• [BRIEF]: Would you print the lines below exactly, beginning at the line that has "Could you point to the reddish" and stopping after the line that has "Could you point to the silver"? Only those lines, and no pictures.

• [WORKING DATA]:
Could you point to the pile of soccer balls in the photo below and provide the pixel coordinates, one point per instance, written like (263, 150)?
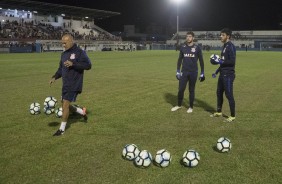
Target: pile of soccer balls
(190, 158)
(49, 107)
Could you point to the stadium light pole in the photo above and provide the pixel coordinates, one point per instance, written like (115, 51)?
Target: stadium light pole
(177, 2)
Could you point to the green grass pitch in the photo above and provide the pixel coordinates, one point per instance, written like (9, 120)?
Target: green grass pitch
(129, 96)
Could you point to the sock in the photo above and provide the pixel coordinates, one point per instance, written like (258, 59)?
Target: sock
(63, 126)
(79, 110)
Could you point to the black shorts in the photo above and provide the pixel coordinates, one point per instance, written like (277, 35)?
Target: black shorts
(70, 96)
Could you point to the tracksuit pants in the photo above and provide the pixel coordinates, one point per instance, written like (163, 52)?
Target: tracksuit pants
(225, 84)
(191, 79)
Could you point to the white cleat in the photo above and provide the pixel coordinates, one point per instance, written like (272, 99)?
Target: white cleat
(190, 110)
(175, 108)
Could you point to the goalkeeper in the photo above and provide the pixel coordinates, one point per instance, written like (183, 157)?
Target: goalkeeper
(227, 74)
(188, 57)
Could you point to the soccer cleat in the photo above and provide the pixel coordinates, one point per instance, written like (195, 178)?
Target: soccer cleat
(175, 108)
(190, 110)
(230, 119)
(216, 114)
(84, 113)
(59, 132)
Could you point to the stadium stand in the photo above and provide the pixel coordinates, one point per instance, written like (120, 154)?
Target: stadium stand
(42, 30)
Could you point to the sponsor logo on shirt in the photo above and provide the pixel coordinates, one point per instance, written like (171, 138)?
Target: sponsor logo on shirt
(72, 56)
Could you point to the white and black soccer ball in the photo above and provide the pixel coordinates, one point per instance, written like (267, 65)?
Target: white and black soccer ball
(50, 102)
(34, 108)
(223, 144)
(163, 158)
(191, 158)
(144, 159)
(130, 151)
(59, 112)
(48, 111)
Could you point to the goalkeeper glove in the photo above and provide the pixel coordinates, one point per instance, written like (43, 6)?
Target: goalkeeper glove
(178, 74)
(215, 59)
(202, 77)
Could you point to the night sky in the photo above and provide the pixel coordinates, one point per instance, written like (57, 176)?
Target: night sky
(197, 15)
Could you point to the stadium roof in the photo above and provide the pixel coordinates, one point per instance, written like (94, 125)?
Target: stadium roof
(43, 8)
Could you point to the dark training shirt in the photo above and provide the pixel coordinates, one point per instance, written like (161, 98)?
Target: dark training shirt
(228, 54)
(73, 76)
(188, 57)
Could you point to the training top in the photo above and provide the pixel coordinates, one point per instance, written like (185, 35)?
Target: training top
(228, 54)
(73, 76)
(188, 57)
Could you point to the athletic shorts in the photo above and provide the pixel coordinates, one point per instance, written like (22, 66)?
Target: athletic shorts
(70, 96)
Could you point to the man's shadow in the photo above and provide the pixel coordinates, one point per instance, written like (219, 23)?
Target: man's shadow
(73, 118)
(172, 99)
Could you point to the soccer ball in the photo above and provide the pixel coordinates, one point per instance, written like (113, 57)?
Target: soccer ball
(191, 158)
(34, 108)
(223, 144)
(59, 112)
(163, 158)
(50, 102)
(130, 151)
(144, 159)
(48, 111)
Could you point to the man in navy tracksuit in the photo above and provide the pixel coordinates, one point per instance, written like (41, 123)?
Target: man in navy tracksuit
(71, 68)
(227, 74)
(188, 58)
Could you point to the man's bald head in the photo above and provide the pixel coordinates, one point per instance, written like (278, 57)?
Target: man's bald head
(67, 41)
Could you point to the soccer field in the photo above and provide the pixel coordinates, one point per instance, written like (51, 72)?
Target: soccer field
(129, 96)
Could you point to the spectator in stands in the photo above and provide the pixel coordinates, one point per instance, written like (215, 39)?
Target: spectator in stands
(71, 68)
(227, 74)
(188, 57)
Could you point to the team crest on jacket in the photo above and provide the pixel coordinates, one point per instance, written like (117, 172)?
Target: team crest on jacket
(72, 56)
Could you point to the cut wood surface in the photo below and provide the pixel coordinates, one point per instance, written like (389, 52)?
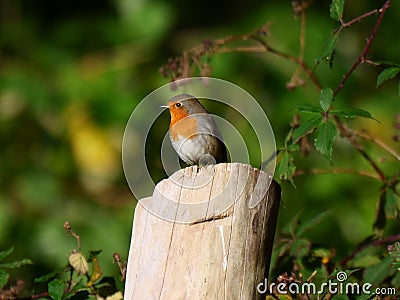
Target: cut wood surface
(204, 234)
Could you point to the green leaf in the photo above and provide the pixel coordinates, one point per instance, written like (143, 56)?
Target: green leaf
(325, 98)
(380, 212)
(398, 89)
(47, 277)
(16, 264)
(336, 9)
(326, 134)
(306, 127)
(300, 248)
(4, 254)
(3, 278)
(78, 261)
(309, 109)
(286, 168)
(56, 289)
(378, 273)
(312, 223)
(387, 74)
(351, 112)
(391, 207)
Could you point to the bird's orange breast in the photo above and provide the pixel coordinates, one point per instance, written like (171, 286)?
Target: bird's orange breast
(183, 125)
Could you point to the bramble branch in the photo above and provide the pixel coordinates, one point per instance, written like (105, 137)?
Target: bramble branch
(362, 58)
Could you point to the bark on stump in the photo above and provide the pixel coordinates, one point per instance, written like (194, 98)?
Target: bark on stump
(204, 234)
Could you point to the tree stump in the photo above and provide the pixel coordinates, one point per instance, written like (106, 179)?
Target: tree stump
(204, 234)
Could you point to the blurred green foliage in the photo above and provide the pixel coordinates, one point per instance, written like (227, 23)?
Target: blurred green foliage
(72, 72)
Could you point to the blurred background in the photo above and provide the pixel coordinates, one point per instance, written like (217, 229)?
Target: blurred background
(71, 74)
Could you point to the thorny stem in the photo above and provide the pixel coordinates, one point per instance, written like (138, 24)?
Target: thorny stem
(362, 58)
(358, 19)
(374, 243)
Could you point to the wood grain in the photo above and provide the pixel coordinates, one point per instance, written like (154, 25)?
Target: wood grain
(204, 235)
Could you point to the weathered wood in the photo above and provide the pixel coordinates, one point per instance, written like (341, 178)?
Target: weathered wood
(203, 236)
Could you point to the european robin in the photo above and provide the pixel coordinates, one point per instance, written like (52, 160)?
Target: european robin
(194, 133)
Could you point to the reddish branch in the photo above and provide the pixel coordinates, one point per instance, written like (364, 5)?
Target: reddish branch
(362, 58)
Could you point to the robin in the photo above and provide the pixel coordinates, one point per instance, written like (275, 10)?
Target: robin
(194, 133)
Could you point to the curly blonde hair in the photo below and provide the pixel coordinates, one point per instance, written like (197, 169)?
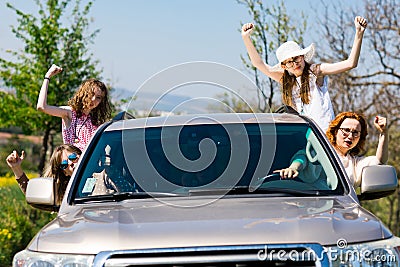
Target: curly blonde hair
(53, 169)
(288, 81)
(334, 127)
(83, 98)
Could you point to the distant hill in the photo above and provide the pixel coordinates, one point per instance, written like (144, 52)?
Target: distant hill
(145, 101)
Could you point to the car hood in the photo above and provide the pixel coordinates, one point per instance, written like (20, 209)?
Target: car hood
(150, 223)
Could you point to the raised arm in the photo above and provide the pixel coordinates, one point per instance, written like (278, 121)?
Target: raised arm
(14, 162)
(42, 99)
(255, 57)
(382, 151)
(352, 61)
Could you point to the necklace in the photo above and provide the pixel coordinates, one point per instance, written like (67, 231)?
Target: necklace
(76, 140)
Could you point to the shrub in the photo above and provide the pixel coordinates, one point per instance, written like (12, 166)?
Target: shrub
(19, 222)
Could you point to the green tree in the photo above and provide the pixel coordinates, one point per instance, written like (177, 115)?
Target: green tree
(57, 34)
(272, 28)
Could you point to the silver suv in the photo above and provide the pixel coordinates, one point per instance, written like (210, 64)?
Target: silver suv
(200, 190)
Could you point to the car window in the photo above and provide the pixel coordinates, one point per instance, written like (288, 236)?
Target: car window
(211, 156)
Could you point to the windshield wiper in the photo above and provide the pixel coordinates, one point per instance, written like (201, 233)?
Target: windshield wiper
(123, 196)
(290, 191)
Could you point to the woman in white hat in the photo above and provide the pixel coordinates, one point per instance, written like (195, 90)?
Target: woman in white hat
(304, 85)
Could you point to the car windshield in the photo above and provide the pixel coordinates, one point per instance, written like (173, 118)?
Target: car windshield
(205, 159)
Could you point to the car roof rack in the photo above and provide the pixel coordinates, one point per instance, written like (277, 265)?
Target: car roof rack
(123, 115)
(286, 109)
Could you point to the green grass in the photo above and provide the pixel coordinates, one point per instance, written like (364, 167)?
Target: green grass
(19, 222)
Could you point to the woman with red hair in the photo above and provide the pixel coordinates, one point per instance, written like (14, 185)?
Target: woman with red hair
(347, 134)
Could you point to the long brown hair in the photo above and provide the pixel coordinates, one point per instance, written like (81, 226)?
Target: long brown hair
(334, 127)
(83, 97)
(53, 169)
(288, 82)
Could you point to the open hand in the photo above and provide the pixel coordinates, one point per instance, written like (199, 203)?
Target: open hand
(380, 124)
(247, 29)
(360, 23)
(14, 159)
(54, 70)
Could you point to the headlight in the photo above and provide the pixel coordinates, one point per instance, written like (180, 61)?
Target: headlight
(385, 253)
(28, 258)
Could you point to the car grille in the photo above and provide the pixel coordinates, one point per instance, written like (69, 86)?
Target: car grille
(216, 256)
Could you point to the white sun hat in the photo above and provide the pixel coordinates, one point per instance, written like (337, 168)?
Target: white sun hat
(292, 49)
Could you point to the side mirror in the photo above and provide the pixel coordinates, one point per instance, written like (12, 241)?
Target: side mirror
(378, 181)
(40, 193)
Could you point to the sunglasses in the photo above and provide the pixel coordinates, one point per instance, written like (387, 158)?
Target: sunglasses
(72, 157)
(290, 64)
(347, 131)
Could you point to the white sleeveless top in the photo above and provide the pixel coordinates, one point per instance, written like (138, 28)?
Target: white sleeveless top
(320, 108)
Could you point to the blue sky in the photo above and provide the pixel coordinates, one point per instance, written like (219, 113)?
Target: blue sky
(139, 38)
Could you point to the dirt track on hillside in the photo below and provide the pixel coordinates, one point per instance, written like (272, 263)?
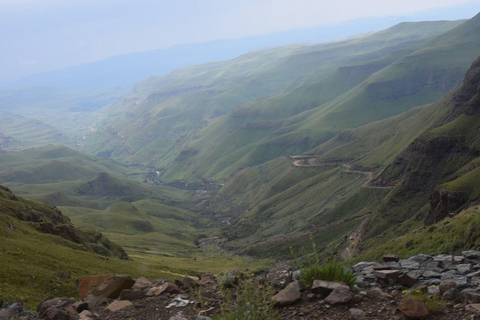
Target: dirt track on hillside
(311, 161)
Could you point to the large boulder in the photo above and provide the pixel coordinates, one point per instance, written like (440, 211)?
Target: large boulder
(391, 258)
(142, 284)
(414, 309)
(447, 285)
(389, 276)
(376, 294)
(287, 296)
(54, 308)
(409, 278)
(165, 288)
(96, 288)
(471, 254)
(119, 305)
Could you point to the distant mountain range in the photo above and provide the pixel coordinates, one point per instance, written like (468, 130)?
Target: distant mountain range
(125, 70)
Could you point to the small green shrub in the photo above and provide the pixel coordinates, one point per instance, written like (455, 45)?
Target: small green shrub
(329, 271)
(227, 280)
(250, 300)
(332, 271)
(433, 303)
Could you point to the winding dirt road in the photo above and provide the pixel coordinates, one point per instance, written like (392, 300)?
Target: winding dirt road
(311, 161)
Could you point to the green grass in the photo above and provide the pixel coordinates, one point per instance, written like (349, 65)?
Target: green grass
(250, 300)
(329, 271)
(252, 109)
(450, 235)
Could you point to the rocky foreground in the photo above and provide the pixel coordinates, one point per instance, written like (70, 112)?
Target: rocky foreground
(388, 290)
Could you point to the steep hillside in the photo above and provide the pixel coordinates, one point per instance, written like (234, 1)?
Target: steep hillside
(437, 172)
(157, 123)
(390, 85)
(164, 230)
(410, 169)
(42, 251)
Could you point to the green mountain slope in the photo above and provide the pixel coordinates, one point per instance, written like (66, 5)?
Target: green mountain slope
(160, 227)
(251, 135)
(423, 165)
(183, 122)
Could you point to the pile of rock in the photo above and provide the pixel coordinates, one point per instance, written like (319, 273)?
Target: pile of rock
(431, 272)
(455, 279)
(109, 294)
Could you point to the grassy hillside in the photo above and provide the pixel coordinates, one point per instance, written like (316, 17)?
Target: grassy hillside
(423, 164)
(209, 120)
(379, 88)
(152, 223)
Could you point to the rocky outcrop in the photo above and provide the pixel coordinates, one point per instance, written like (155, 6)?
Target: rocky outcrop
(49, 219)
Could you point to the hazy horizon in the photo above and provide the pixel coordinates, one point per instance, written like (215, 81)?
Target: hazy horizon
(50, 35)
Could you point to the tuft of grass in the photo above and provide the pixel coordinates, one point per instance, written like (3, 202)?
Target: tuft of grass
(434, 303)
(332, 271)
(250, 300)
(329, 271)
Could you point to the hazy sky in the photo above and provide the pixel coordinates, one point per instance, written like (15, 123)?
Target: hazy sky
(40, 35)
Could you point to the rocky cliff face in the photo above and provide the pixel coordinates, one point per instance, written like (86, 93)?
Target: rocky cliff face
(434, 159)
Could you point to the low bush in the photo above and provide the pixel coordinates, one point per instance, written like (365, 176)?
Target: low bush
(249, 300)
(332, 271)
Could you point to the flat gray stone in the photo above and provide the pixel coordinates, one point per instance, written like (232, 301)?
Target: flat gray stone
(410, 264)
(287, 296)
(431, 274)
(471, 254)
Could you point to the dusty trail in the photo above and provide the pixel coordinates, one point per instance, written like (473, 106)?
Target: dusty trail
(311, 161)
(294, 235)
(354, 241)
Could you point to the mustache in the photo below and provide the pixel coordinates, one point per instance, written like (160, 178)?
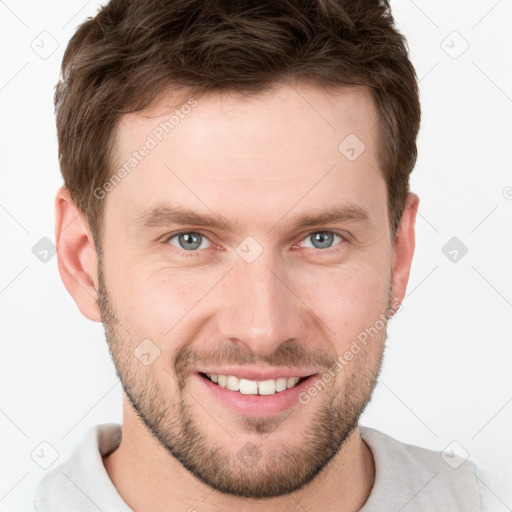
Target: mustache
(228, 353)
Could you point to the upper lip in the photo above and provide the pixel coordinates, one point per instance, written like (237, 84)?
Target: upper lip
(259, 373)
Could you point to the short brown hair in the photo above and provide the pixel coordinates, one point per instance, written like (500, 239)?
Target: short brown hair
(133, 50)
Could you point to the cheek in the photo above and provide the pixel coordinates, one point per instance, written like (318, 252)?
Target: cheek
(348, 299)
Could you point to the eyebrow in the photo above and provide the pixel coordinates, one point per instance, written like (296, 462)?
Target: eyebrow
(163, 215)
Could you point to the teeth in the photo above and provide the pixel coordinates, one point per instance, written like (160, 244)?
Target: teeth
(254, 387)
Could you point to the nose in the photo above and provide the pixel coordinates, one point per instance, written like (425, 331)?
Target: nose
(260, 307)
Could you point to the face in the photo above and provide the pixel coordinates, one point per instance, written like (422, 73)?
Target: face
(260, 292)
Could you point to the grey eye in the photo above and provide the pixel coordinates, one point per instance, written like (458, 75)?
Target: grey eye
(322, 239)
(188, 241)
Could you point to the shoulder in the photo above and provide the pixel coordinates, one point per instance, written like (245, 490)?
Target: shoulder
(81, 482)
(420, 478)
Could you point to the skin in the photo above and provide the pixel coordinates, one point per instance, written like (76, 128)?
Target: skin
(260, 161)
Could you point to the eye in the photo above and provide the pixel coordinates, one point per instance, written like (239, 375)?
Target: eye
(188, 241)
(322, 239)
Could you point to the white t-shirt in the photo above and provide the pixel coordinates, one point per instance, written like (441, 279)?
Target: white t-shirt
(407, 478)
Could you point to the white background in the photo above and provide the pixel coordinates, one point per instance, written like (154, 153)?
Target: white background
(447, 372)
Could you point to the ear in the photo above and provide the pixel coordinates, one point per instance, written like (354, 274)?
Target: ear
(404, 247)
(76, 255)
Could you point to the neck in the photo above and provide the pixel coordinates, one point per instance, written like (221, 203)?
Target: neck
(147, 477)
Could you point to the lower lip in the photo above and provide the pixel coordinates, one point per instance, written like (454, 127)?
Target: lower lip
(257, 405)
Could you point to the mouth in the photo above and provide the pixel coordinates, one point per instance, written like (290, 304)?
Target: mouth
(254, 387)
(255, 398)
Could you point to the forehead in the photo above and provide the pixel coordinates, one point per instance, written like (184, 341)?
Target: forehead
(297, 148)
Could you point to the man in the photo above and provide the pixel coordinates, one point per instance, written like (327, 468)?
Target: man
(237, 213)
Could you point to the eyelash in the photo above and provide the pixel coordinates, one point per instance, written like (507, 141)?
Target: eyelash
(196, 253)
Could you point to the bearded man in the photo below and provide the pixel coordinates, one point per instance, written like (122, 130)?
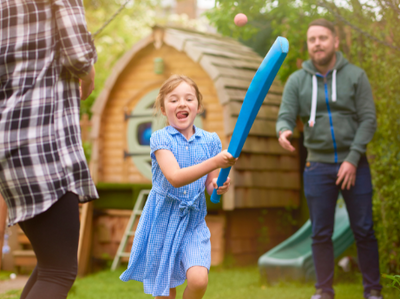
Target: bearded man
(334, 101)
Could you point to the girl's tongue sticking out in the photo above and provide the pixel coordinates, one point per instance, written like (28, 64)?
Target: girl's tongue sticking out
(182, 114)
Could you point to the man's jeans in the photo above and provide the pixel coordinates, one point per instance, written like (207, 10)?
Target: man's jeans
(322, 193)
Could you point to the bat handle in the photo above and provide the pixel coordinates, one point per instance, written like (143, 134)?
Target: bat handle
(223, 175)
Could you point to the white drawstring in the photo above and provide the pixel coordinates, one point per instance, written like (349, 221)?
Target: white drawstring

• [TASK RESPONSE]:
Could you point to the reddish branch in the photo above and provide the pixel coordinates, one point per instance, written like (364, 5)?
Target: reddish branch
(362, 58)
Could you point to the robin in the photo above and provide the pixel coordinates, one point per instance, written like (275, 10)?
Target: robin
(194, 133)
Could you point to the curly blonde hair in the photo below and provide the pixel coordinates, one point per instance, written like (197, 169)?
Target: curly blonde hair
(53, 169)
(288, 81)
(334, 127)
(83, 98)
Could you point to the distant hill in the photo above and provide the pixel coordinates, one point per instance, written like (144, 52)?
Target: distant hill
(145, 101)
Could you point to the car hood in the photo above and provide the pixel coordinates, one point per instance, written like (20, 209)?
Target: car hood
(150, 223)
Could you point to the raised arm in the photo above and provide the pixel coordinates, one point per instance, written like (278, 121)?
Target: raised arm
(14, 162)
(42, 99)
(255, 57)
(382, 151)
(352, 61)
Could you point to the necklace in the photo above and provide the pixel coordinates, one point per instance, written like (67, 231)?
Target: necklace
(76, 140)
Could you point to the shrub in the photo above and provide the pixel coordinates, one point per instance, written like (12, 166)?
Target: shrub
(19, 222)
Could you point to the green tree in the photo above and provide the pixel coordinates, one point per instance, written like (177, 115)?
Target: green tree
(57, 34)
(272, 28)
Could you point to the silver suv in the photo above and provide the pixel coordinates, one point per instance, written like (210, 64)?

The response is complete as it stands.